TASK DETAILS:
Strip the pictures and reproduce the rest of the listing exactly.
+ + + +
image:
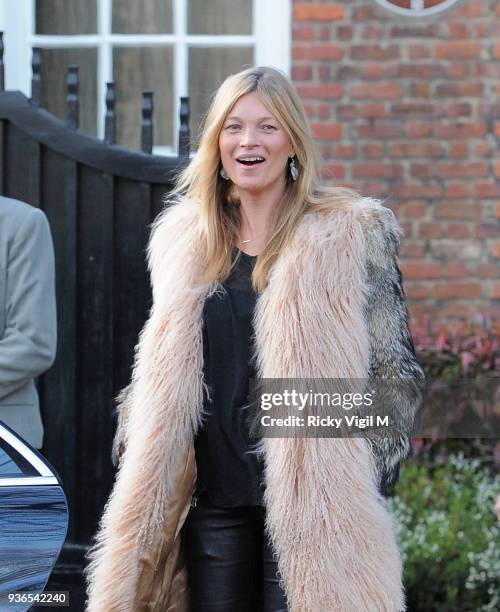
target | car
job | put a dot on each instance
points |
(33, 523)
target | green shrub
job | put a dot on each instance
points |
(449, 535)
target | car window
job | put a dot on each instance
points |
(12, 463)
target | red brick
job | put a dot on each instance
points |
(420, 89)
(457, 50)
(495, 248)
(460, 130)
(457, 29)
(373, 150)
(485, 270)
(464, 89)
(319, 52)
(455, 270)
(324, 111)
(379, 130)
(417, 189)
(420, 270)
(417, 292)
(377, 109)
(483, 149)
(378, 170)
(331, 170)
(457, 190)
(320, 91)
(301, 73)
(456, 250)
(477, 8)
(385, 90)
(372, 30)
(416, 52)
(416, 149)
(347, 111)
(327, 131)
(345, 151)
(457, 70)
(303, 32)
(412, 248)
(414, 210)
(458, 150)
(344, 32)
(470, 169)
(444, 291)
(323, 73)
(458, 109)
(486, 230)
(457, 210)
(458, 231)
(430, 230)
(415, 129)
(318, 12)
(495, 291)
(374, 52)
(324, 33)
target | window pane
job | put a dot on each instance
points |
(54, 72)
(66, 17)
(220, 17)
(135, 70)
(202, 82)
(145, 17)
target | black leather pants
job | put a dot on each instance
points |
(229, 561)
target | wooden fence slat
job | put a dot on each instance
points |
(95, 344)
(21, 166)
(58, 388)
(36, 76)
(132, 294)
(72, 85)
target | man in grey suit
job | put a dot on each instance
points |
(28, 326)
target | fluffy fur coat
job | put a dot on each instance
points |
(334, 307)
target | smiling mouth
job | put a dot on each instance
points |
(250, 163)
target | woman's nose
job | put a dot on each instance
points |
(248, 136)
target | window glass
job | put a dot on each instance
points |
(220, 17)
(12, 464)
(144, 17)
(137, 69)
(55, 63)
(203, 83)
(66, 17)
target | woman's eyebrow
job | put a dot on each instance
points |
(260, 119)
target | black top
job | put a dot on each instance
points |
(231, 475)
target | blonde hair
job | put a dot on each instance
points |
(218, 200)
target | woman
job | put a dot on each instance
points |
(310, 532)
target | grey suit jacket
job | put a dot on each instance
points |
(28, 326)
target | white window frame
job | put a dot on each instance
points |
(271, 40)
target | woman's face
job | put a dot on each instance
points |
(250, 130)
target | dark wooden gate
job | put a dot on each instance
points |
(100, 200)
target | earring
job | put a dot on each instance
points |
(294, 171)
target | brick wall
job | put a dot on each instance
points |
(408, 109)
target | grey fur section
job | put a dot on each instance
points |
(392, 351)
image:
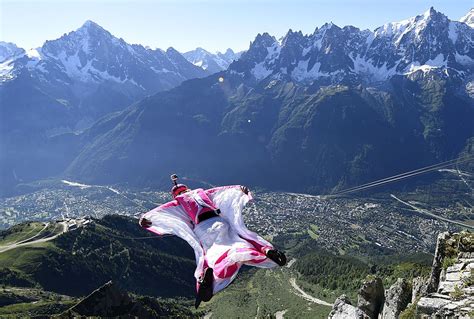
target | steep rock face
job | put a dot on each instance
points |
(109, 301)
(350, 55)
(343, 309)
(397, 298)
(300, 113)
(452, 279)
(437, 266)
(371, 297)
(211, 62)
(420, 286)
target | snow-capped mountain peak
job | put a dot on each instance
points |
(209, 61)
(468, 18)
(9, 50)
(427, 42)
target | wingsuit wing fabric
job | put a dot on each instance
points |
(231, 201)
(223, 243)
(171, 219)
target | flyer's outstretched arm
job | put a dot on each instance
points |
(231, 200)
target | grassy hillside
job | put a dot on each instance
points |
(80, 260)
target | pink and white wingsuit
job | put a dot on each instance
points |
(223, 243)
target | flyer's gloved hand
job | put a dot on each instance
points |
(145, 223)
(277, 256)
(244, 189)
+ + + +
TASK OUTPUT:
image:
target | car
job | put a dot on each instance
points |
(33, 523)
target | green shrub
job | put a dot on each instance
points |
(449, 535)
target | car window
job | put a dot on each instance
points |
(12, 463)
target | red brick
job | put a dot on each instance
points |
(420, 89)
(457, 50)
(495, 248)
(460, 130)
(457, 29)
(373, 150)
(485, 270)
(464, 89)
(319, 52)
(455, 270)
(324, 111)
(379, 130)
(417, 189)
(420, 270)
(417, 292)
(377, 109)
(483, 149)
(378, 170)
(331, 170)
(457, 190)
(320, 91)
(301, 73)
(456, 250)
(477, 8)
(385, 90)
(372, 30)
(416, 52)
(416, 149)
(347, 111)
(327, 131)
(345, 151)
(457, 70)
(303, 32)
(412, 248)
(414, 210)
(458, 150)
(344, 32)
(470, 169)
(444, 291)
(323, 73)
(458, 109)
(486, 230)
(457, 210)
(458, 231)
(430, 230)
(415, 129)
(318, 12)
(495, 291)
(374, 52)
(324, 33)
target | window pane
job | put a dot on each instance
points |
(54, 72)
(66, 17)
(220, 17)
(135, 70)
(202, 82)
(145, 17)
target | black leather pants
job | put a dot on each instance
points |
(229, 561)
target | wooden fence slat
job | put a dot on each instance
points |
(95, 344)
(21, 166)
(58, 388)
(36, 76)
(132, 294)
(72, 85)
target | man in grey suit
job | put a dot on each instance
points |
(28, 326)
target | fluffy fur coat
job | put a dot on each instance
points |
(334, 307)
target | smiling mouth
job | put a dot on each instance
points |
(250, 163)
target | woman's nose
job | put a dot on each instance
points |
(248, 136)
target | window glass
job | put a dot on each instance
points |
(220, 17)
(12, 464)
(144, 17)
(137, 69)
(55, 63)
(203, 83)
(66, 17)
target | woman's eyebrow
job | put a dot on each instance
points |
(260, 119)
target | black top
job | put a dot on each instance
points |
(231, 475)
target | blonde hair
job | put a dot on each instance
points |
(218, 200)
target | woman
job | put a dot on each instance
points |
(310, 532)
target | grey suit jacket
job | put a dot on each instance
points |
(28, 326)
target | white window frame
job | put a dot on each instance
points |
(271, 40)
target | woman's face
job | put a dot on each instance
points |
(250, 130)
target | dark wooden gate
job | put a dot on each instance
points |
(100, 200)
target | earring
job | put a dot on each instance
points |
(294, 171)
target | brick wall
job | put a dot on each instance
points |
(408, 109)
target | grey fur section
job | put a dot on each instance
points |
(392, 351)
image:
target | steep rock face
job | put a dot on each instance
points |
(109, 301)
(350, 55)
(343, 309)
(397, 298)
(300, 113)
(452, 279)
(437, 266)
(371, 297)
(211, 62)
(420, 286)
target | snow-capped mountain peak
job | put a dot on each instance
points |
(209, 61)
(468, 18)
(9, 50)
(427, 42)
target | wingsuit wing fabric
job | put a dot on each instance
points |
(231, 201)
(223, 243)
(171, 219)
target | flyer's outstretched arm
job | put a dot on each instance
points |
(231, 200)
target | grassy hillside
job | put a dot on each instance
points |
(80, 260)
target | pink and white wingsuit
job | put a dot on each instance
points |
(223, 243)
target | flyer's gloved hand
job | put a dot on each instance
points |
(145, 223)
(277, 256)
(244, 189)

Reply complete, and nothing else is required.